• Stated problem
Repeat the listing below in full, exactly as it stands.

———

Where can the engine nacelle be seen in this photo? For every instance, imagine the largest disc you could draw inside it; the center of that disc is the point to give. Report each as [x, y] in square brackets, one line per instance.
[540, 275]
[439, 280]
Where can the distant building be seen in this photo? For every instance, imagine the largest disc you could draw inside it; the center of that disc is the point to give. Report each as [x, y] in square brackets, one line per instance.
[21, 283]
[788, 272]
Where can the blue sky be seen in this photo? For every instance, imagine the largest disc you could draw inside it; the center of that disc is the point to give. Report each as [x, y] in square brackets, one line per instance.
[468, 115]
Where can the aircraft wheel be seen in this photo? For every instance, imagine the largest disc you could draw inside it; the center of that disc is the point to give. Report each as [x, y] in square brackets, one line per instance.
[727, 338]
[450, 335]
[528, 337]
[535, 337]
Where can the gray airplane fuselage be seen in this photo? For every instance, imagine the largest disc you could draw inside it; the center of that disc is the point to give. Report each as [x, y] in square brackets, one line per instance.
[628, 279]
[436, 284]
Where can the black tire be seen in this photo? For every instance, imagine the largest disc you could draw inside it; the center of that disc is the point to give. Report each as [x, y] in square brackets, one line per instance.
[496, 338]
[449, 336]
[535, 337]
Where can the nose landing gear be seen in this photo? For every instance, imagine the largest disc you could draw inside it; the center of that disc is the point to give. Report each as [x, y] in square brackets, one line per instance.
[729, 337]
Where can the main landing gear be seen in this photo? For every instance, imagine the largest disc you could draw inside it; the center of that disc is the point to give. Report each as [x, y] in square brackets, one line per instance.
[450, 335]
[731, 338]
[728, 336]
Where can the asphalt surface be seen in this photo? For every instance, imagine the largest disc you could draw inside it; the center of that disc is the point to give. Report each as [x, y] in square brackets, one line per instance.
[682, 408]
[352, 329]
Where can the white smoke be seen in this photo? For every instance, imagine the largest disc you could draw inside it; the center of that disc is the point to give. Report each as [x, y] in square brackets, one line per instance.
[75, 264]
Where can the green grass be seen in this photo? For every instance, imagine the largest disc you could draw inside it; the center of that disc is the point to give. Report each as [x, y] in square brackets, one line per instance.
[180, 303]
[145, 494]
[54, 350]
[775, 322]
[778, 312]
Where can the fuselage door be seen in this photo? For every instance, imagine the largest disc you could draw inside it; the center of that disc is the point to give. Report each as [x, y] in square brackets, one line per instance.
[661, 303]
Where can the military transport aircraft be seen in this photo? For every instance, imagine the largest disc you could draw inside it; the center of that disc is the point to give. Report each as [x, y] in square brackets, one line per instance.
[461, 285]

———

• Result
Where can the engine nacelle be seen in this photo? For every instance, imagine the largest disc you could draw inside it; the center of that disc is the point to give. Report each as [x, y] in square brackets, one line per instance.
[540, 275]
[439, 280]
Where can the distant building be seen in this photo? For every instance, imagine the largest disc you could draw inside it; the center of that disc is the point to give. Report each as [x, y] in square brackets, one line per instance.
[21, 283]
[788, 272]
Where can the blue sky be seen in this photo? For every instance, imagine the largest disc you could draw inside it; the center of that disc is the point to give. Report each as [x, y] in square brackets, one line per instance.
[468, 115]
Where can the aircraft wheel be seen in this photo? For every instance, imagine the largest disc you could draw inside it; the center of that disc is the point to give. Report each as [x, y] in square brackets, one line per instance.
[727, 338]
[450, 335]
[528, 337]
[535, 337]
Where can the gray airplane fuselage be seen in this photo? For every instance, imagine the largest disc you could draw inside it; the center of that disc is the point to give. Report each as [x, y] in square brackets, one line per instance.
[628, 279]
[436, 284]
Where can the black tire be seen in this photo? For every instance, imagine the largest disc you could draw inside it; the center of that disc is the point to give. Report each as [x, y] in square brackets, one line per instance.
[496, 338]
[449, 336]
[535, 337]
Where can the nose landing gear be seen in this photo? For every instance, imagine the largest disc you could draw inside it; the center of that disc is the point to give. Report each as [x, y] in square brackets, one line per instance.
[729, 337]
Where can the main landing gear be seen in this photo? For every instance, imagine the largest disc you could draw inside it; the center of that disc is the point to give. Report each as [x, y] in square brackets, one line per instance.
[450, 335]
[731, 338]
[728, 336]
Where can the asphalt surface be seen in this photo? For every instance, imagine the largest disc you could draw inside it; the center of that disc is the point to give. Report each as [x, y] in square brackets, one line per instance.
[682, 408]
[352, 329]
Where can the white smoke be seen in this photo? For every instance, imagine the largest disc you could draw inside it; the center of that disc is the point to give. Report each as [x, y] in square brackets, one line per instance.
[75, 264]
Where can the green grass be seen in this photo? For every instance, imagine the largest disc you could draw inside it; the center of that disc is the point to give. Report each as [x, y] in square brackets, one line per instance.
[180, 303]
[145, 494]
[54, 350]
[775, 322]
[778, 312]
Where can the fuselage door be seen in this photo? For every instance, imagine the largest disc you could draw inside it; the center of that disc is the point to give. Report each as [x, y] in square brackets, one line per instance.
[661, 303]
Where can the military transport aircraft be seen in this photo? For every instance, imagine the largest disc you could draw inside it; the center of that disc is the point to give. Report each as [x, y] in square brackets, one line per instance.
[461, 285]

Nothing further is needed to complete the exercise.